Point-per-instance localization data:
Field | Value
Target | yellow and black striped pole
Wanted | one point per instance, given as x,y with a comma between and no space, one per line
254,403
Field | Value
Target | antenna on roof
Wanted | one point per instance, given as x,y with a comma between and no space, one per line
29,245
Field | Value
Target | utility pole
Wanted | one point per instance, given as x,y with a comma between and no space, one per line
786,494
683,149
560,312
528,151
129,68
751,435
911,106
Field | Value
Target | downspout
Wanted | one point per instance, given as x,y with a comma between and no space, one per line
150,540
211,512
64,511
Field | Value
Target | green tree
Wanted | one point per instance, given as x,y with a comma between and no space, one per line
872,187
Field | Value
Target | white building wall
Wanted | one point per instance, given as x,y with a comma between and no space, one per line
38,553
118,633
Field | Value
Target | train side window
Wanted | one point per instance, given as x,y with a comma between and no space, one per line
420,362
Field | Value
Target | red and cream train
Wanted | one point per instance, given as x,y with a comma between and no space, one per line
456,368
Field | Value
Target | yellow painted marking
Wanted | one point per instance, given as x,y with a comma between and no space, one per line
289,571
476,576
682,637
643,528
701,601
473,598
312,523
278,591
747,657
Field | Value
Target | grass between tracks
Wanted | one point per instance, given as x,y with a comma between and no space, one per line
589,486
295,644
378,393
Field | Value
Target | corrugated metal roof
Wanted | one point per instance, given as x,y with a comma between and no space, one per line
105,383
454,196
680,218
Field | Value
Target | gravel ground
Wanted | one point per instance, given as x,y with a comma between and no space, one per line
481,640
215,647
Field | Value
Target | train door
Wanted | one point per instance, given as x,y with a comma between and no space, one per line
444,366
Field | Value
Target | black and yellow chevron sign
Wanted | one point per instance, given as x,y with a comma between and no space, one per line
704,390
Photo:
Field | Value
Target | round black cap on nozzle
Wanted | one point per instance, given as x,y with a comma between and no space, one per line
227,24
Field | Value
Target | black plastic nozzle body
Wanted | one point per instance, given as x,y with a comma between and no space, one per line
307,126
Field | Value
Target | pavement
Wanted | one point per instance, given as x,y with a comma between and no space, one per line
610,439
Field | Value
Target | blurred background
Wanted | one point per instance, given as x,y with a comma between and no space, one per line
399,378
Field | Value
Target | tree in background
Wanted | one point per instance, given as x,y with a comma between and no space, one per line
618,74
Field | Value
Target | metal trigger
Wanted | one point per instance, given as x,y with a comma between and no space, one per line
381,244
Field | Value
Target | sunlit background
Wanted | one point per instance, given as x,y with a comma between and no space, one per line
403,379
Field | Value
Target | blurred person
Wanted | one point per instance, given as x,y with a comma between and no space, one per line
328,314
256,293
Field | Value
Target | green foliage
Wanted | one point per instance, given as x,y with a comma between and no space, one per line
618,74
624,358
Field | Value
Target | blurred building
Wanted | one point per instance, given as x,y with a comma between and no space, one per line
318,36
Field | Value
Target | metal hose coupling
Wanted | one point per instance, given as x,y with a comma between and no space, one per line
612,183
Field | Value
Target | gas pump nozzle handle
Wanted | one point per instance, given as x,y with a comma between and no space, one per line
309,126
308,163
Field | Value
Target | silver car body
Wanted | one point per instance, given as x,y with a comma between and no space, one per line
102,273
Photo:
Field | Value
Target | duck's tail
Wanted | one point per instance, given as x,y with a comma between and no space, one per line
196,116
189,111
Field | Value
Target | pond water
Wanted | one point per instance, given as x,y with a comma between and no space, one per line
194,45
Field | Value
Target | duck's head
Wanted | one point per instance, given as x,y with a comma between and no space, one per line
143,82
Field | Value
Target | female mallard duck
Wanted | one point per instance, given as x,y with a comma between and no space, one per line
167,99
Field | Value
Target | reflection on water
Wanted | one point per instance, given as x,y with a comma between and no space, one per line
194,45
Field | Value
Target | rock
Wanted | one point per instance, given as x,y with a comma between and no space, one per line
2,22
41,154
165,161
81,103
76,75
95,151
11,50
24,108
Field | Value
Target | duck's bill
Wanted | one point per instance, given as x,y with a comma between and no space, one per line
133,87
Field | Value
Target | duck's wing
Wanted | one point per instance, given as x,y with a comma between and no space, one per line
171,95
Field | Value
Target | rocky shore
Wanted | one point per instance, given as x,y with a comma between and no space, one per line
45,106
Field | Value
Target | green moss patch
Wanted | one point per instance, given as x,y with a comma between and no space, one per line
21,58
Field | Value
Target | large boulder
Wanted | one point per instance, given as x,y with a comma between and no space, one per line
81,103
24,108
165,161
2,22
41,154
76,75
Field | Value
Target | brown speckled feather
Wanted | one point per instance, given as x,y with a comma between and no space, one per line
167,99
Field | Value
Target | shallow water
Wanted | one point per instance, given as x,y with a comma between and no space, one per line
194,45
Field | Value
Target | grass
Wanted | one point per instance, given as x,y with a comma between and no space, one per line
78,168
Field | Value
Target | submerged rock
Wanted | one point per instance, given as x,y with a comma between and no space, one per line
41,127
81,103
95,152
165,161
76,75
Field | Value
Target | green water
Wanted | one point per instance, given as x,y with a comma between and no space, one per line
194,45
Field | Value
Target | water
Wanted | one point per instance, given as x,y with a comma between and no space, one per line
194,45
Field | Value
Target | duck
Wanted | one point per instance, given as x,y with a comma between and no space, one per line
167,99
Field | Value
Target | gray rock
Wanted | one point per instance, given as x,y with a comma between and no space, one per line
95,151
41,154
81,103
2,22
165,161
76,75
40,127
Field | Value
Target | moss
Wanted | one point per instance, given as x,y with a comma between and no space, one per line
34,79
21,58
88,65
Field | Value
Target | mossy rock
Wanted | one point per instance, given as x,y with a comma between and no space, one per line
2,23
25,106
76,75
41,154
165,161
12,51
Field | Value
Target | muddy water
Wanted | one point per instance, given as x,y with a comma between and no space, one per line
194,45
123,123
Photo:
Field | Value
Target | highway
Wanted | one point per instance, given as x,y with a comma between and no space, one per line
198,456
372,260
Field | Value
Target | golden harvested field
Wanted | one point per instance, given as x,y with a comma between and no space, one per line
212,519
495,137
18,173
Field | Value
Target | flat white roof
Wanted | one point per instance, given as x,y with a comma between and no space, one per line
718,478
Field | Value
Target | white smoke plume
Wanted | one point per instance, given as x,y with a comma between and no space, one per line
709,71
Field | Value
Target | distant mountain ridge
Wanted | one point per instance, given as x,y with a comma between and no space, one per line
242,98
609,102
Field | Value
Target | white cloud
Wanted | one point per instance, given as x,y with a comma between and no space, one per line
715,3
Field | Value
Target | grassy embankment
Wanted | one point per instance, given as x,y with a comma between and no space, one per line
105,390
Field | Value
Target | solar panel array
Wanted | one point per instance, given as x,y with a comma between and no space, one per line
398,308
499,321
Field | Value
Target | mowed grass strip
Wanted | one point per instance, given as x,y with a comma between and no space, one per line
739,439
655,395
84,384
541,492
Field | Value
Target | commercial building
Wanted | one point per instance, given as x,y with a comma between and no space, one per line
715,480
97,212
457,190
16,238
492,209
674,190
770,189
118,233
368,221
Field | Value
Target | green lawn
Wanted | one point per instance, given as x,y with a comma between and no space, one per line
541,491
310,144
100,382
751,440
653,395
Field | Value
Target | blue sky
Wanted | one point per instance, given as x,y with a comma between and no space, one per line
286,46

_WHAT IS EXPECTED_. What you return must be an exact retyping of the lines above starting at the line with "Target | gravel ground" and ending at the line with "Target | tree in background", and nothing besides.

_EXERCISE SOLUTION_.
Target | gravel ground
Wanted | one point per instance, given as x,y with a comma between and no space, one per line
481,640
215,647
Field | Value
Target | train door
Wanted | one point per instance, given as x,y with a comma between and no space, one per line
444,366
Field | Value
Target | black and yellow chevron sign
Wanted | one point per instance, given as x,y with a comma between and no space, one per line
704,390
Photo:
Field | Value
Target | round black cap on nozzle
Wanted | one point per instance, given as x,y with a comma between and no space, one per line
227,24
Field | Value
Target | black plastic nozzle body
Wanted | one point per instance, given as x,y with a comma between and no space, one per line
307,126
Field | Value
Target | pavement
Wanted | one point per instance, given as x,y with a comma between and no space, one per line
610,439
Field | Value
Target | blurred background
Wanted | one point per instance, given as x,y with a comma between and no space, one per line
399,378
Field | Value
Target | tree in background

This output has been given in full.